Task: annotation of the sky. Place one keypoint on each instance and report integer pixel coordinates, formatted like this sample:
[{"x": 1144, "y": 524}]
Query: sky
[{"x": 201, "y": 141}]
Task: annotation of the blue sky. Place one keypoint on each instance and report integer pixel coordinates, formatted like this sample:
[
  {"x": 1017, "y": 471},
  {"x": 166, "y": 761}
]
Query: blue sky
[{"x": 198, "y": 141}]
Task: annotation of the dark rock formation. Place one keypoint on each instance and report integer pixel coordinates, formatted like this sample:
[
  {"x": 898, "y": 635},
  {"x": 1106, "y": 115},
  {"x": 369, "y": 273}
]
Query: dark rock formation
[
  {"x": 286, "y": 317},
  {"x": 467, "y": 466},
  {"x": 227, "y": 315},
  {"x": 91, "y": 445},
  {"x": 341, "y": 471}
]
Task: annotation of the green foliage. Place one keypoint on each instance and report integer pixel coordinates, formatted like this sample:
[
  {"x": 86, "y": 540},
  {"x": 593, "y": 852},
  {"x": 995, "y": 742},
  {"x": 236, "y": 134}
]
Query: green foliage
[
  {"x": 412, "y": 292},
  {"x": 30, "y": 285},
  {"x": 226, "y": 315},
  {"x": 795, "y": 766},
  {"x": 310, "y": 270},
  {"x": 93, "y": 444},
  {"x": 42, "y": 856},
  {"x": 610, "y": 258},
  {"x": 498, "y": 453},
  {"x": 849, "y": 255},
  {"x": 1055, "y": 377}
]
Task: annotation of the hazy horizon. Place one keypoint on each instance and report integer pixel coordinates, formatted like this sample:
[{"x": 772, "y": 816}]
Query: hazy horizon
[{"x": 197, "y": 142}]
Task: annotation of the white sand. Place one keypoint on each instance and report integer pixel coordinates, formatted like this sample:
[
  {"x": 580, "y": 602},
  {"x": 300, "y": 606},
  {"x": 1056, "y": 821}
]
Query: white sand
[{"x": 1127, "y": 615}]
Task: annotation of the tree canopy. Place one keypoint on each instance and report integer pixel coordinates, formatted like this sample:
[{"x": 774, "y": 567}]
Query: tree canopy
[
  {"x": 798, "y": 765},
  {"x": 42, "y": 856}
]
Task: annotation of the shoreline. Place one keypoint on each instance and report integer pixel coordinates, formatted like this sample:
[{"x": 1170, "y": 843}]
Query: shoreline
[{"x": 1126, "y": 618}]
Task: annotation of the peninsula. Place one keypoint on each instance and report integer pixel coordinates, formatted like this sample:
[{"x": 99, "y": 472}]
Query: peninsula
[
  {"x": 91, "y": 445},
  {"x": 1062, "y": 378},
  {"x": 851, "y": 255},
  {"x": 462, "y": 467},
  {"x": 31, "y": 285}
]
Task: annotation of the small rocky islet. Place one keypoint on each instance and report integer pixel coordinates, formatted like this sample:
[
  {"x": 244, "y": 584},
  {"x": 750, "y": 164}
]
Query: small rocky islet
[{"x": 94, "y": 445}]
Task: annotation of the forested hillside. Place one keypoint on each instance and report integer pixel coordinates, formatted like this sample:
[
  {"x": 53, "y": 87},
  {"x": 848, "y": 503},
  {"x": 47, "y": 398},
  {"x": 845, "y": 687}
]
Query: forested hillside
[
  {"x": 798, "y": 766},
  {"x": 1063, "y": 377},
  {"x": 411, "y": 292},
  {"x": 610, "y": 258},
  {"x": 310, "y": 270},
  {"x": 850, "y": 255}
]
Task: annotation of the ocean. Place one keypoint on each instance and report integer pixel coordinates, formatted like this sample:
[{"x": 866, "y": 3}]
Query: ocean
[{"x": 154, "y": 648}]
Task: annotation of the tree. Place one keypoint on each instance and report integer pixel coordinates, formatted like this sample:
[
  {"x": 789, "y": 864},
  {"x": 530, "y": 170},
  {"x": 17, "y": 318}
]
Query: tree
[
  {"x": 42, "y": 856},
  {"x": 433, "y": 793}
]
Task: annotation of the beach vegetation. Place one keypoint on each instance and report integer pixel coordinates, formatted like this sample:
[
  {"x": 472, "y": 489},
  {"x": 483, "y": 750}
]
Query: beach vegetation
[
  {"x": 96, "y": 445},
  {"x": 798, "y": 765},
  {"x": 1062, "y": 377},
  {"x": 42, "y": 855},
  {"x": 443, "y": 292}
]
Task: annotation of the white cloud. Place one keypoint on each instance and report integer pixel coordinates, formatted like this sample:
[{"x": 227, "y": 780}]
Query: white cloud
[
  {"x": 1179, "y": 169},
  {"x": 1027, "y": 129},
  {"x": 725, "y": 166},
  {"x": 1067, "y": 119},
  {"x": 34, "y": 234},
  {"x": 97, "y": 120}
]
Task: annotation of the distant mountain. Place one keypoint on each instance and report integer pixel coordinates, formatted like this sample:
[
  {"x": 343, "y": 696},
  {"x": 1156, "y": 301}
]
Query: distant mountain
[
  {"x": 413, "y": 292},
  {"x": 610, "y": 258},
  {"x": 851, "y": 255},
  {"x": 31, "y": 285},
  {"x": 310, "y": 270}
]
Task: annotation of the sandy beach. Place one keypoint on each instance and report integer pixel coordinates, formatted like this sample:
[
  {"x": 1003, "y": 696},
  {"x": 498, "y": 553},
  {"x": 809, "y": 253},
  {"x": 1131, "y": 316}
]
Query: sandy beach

> **Exercise instructions**: Would you restate the entries word for word, omitting none?

> **The answer**:
Task: annotation of the sky. Place one keypoint on each instance and report integer pixel coordinates, formatted like this sample:
[{"x": 1144, "y": 524}]
Query: sky
[{"x": 201, "y": 141}]
Task: annotation of the blue sky. Place one keypoint on each instance and report integer pixel coordinates, formatted like this sample:
[
  {"x": 1017, "y": 471},
  {"x": 166, "y": 761}
]
Query: blue sky
[{"x": 198, "y": 141}]
Task: annotation of the dark rock formation. Place one keypoint on each instance and report integer pixel coordinates, formatted like this sample:
[
  {"x": 898, "y": 635},
  {"x": 1106, "y": 115},
  {"x": 369, "y": 273}
]
Query: dark rock formation
[
  {"x": 286, "y": 317},
  {"x": 467, "y": 466},
  {"x": 227, "y": 315},
  {"x": 91, "y": 445},
  {"x": 341, "y": 471}
]
Task: annotation of the green foliage. Place one keypoint on each instance and report integer pixel coordinates, formatted like this sample:
[
  {"x": 86, "y": 540},
  {"x": 593, "y": 852},
  {"x": 995, "y": 742},
  {"x": 236, "y": 134}
]
Query: green foliage
[
  {"x": 412, "y": 292},
  {"x": 30, "y": 285},
  {"x": 226, "y": 315},
  {"x": 795, "y": 766},
  {"x": 310, "y": 270},
  {"x": 93, "y": 444},
  {"x": 42, "y": 856},
  {"x": 610, "y": 258},
  {"x": 498, "y": 453},
  {"x": 849, "y": 255},
  {"x": 1055, "y": 377}
]
Task: annotation of the hazy horizon. Place one keypoint on each instance and report integer pixel coordinates, formatted like this sample:
[{"x": 772, "y": 816}]
Query: hazy horizon
[{"x": 197, "y": 142}]
Task: annotation of the white sand. Place one keypoint on each instance and report integer pixel coordinates, formatted like this sample:
[
  {"x": 580, "y": 602},
  {"x": 300, "y": 606},
  {"x": 1056, "y": 821}
]
Query: white sand
[{"x": 1127, "y": 615}]
Task: annotation of the tree canopy. Place one keypoint on each instance and report integer pixel coordinates, formatted like this sample:
[{"x": 774, "y": 567}]
Query: tree canopy
[
  {"x": 798, "y": 765},
  {"x": 42, "y": 856}
]
Task: annotation of the shoreline. Place one keypoint on each instance and report integer pixel coordinates, formatted like this sample:
[{"x": 1170, "y": 843}]
Query: shoreline
[{"x": 1126, "y": 618}]
Task: annotation of the peninsula. Place one keypoint on each instance and report integer pixel coordinates, formatted like this sample:
[{"x": 99, "y": 472}]
Query: peninsula
[
  {"x": 91, "y": 445},
  {"x": 1062, "y": 378},
  {"x": 851, "y": 255},
  {"x": 462, "y": 467},
  {"x": 31, "y": 285}
]
Task: annotation of the small rocky islet. Place one keypoint on each instance and report integer pixel coordinates, formatted like this sample:
[
  {"x": 244, "y": 584},
  {"x": 750, "y": 164}
]
Query: small rocky islet
[{"x": 94, "y": 445}]
Task: annotation of the forested hillside. Place one keypoint on each instance and report integer pixel coordinates, formatted like this sample:
[
  {"x": 53, "y": 87},
  {"x": 848, "y": 503},
  {"x": 47, "y": 398},
  {"x": 845, "y": 687}
]
Query: forested hillside
[
  {"x": 798, "y": 766},
  {"x": 1063, "y": 377},
  {"x": 411, "y": 292},
  {"x": 610, "y": 258},
  {"x": 310, "y": 270},
  {"x": 850, "y": 255}
]
Task: annotation of the ocean. Place one keypoint on each instance and report integer pixel coordinates, formatted like this sample:
[{"x": 866, "y": 3}]
Query: ocean
[{"x": 154, "y": 648}]
Task: annotation of the tree. Place one keypoint on each instance and report integer pixel coordinates, formatted like this sample:
[
  {"x": 789, "y": 864},
  {"x": 530, "y": 170},
  {"x": 17, "y": 318}
]
Query: tree
[
  {"x": 42, "y": 856},
  {"x": 433, "y": 793}
]
Task: annotation of the beach vegetation. Place one keypoint on each instance and report integer pixel coordinates, formatted like this sample:
[
  {"x": 472, "y": 489},
  {"x": 483, "y": 750}
]
Query: beach vegetation
[
  {"x": 96, "y": 445},
  {"x": 798, "y": 765},
  {"x": 1062, "y": 377},
  {"x": 42, "y": 855},
  {"x": 443, "y": 292}
]
Task: annotation of the white cloud. Place one keypoint on each instance and report integer pixel coordinates, formatted like this sample:
[{"x": 227, "y": 780}]
Query: white cloud
[
  {"x": 1179, "y": 169},
  {"x": 1027, "y": 129},
  {"x": 725, "y": 166},
  {"x": 1067, "y": 119},
  {"x": 34, "y": 234},
  {"x": 97, "y": 120}
]
Task: annotation of the distant mountain. Place one keypoint on each instance and report integer pixel coordinates, formatted like this sample:
[
  {"x": 343, "y": 696},
  {"x": 1156, "y": 301}
]
Query: distant mountain
[
  {"x": 413, "y": 292},
  {"x": 610, "y": 258},
  {"x": 851, "y": 255},
  {"x": 31, "y": 285},
  {"x": 310, "y": 270}
]
Task: annotation of the sandy beach. Place one keypoint on each instance and report integer pixel coordinates, formatted like this sample:
[
  {"x": 1003, "y": 696},
  {"x": 498, "y": 553},
  {"x": 809, "y": 253},
  {"x": 1131, "y": 316}
]
Query: sandy beach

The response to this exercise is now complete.